◆ **Exercise directions**:
Output the data once more, exactly as given.

• • • •

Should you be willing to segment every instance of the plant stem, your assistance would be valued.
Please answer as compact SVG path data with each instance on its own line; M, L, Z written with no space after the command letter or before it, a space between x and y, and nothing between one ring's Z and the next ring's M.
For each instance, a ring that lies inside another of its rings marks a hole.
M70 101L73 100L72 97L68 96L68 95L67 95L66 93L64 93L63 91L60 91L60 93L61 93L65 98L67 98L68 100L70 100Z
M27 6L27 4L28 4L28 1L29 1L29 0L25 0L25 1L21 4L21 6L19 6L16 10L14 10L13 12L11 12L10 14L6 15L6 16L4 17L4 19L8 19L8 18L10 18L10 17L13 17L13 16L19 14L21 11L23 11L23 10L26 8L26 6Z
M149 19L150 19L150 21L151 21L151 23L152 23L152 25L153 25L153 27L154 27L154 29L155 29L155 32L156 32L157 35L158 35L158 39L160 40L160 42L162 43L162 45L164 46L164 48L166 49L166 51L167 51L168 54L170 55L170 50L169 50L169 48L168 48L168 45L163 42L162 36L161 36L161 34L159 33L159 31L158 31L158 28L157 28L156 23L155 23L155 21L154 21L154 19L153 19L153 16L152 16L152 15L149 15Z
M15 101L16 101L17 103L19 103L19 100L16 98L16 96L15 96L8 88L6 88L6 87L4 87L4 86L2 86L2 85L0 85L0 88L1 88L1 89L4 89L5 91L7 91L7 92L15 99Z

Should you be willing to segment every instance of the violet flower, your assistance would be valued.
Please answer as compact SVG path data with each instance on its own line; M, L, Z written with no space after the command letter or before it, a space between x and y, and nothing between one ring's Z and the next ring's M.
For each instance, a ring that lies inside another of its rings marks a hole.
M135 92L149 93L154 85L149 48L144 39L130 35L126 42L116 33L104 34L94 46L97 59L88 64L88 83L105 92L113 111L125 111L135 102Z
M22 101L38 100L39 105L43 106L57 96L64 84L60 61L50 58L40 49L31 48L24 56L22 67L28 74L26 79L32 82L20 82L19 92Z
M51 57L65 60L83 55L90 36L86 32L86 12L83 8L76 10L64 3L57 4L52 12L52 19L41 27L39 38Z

• • • •

◆ **Result of the exercise**:
Should you be willing to segment every instance of the plant stem, your assistance would be valued.
Please answer as compact SVG path data with each instance on its own line; M, L, Z written with no space after the command letter or before it, a space between x and y, and nothing between one ring's Z and the next ring's M.
For each instance, a ring that lies inside another of its rings marks a hole.
M70 101L73 100L72 97L68 96L68 95L67 95L66 93L64 93L63 91L60 91L60 93L61 93L65 98L67 98L68 100L70 100Z
M27 6L27 4L28 4L28 1L29 1L29 0L25 0L25 1L21 4L21 6L19 6L16 10L14 10L13 12L11 12L10 14L6 15L6 16L4 17L4 19L8 19L8 18L10 18L10 17L13 17L13 16L19 14L21 11L23 11L23 10L26 8L26 6Z
M149 19L150 19L150 21L151 21L151 23L152 23L152 25L153 25L153 27L154 27L154 29L155 29L155 32L156 32L157 35L158 35L158 39L160 40L160 42L162 43L162 45L164 46L164 48L166 49L166 51L167 51L168 54L170 55L170 50L169 50L169 48L168 48L168 45L163 42L162 36L161 36L161 34L159 33L159 31L158 31L158 28L157 28L156 23L155 23L155 21L154 21L154 19L153 19L153 16L152 16L152 15L149 15Z
M15 101L16 101L17 103L19 103L19 100L16 98L16 96L15 96L8 88L6 88L6 87L4 87L4 86L2 86L2 85L0 85L0 88L1 88L1 89L4 89L5 91L7 91L7 92L15 99Z

Should you be willing to segment every instance of the violet flower, your assistance would be valued.
Please answer as compact SVG path data with each instance on its own line; M, L, Z written with no space after the command letter or before it, a space between x and y, and nothing between one ring's Z and the next ring's M.
For each instance, a ring that lies inside another of its rings marks a hole.
M135 92L149 93L154 85L149 48L144 39L130 35L126 42L116 33L104 34L94 46L97 59L88 64L88 83L105 92L113 111L125 111L135 102Z
M22 101L38 100L39 105L43 106L57 96L64 84L60 61L50 58L40 49L31 48L24 56L22 67L28 74L26 79L32 82L20 82L19 92Z
M51 57L65 60L83 55L90 36L86 32L86 12L83 8L76 10L64 3L57 4L52 12L52 19L41 27L39 38Z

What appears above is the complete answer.